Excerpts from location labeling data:
•••••

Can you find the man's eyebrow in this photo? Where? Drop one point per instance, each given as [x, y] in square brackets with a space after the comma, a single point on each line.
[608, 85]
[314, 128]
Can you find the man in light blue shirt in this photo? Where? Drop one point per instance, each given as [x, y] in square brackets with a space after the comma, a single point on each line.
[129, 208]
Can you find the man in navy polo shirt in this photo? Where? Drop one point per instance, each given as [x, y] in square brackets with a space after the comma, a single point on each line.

•••••

#### Written request:
Please lay out every line of the listing above as a numbered list, leaving out any blank lines.

#### The completed task:
1. Can you find the man's eyebrow in this photo? Where? Drop one point per instance, each given as [x, y] in square brackets with a space after the comma, a single point on each line.
2. [608, 85]
3. [314, 128]
4. Can you find the man in light blue shirt in this photo? Where? Drop one point per instance, each given as [x, y] in square brackets with a space after the comma, a single point on each line.
5. [129, 208]
6. Can you find the man in navy polo shirt in this photo? Where? Drop one point per instance, each given as [x, y] in square brackets with a space after the comma, a single point on each line.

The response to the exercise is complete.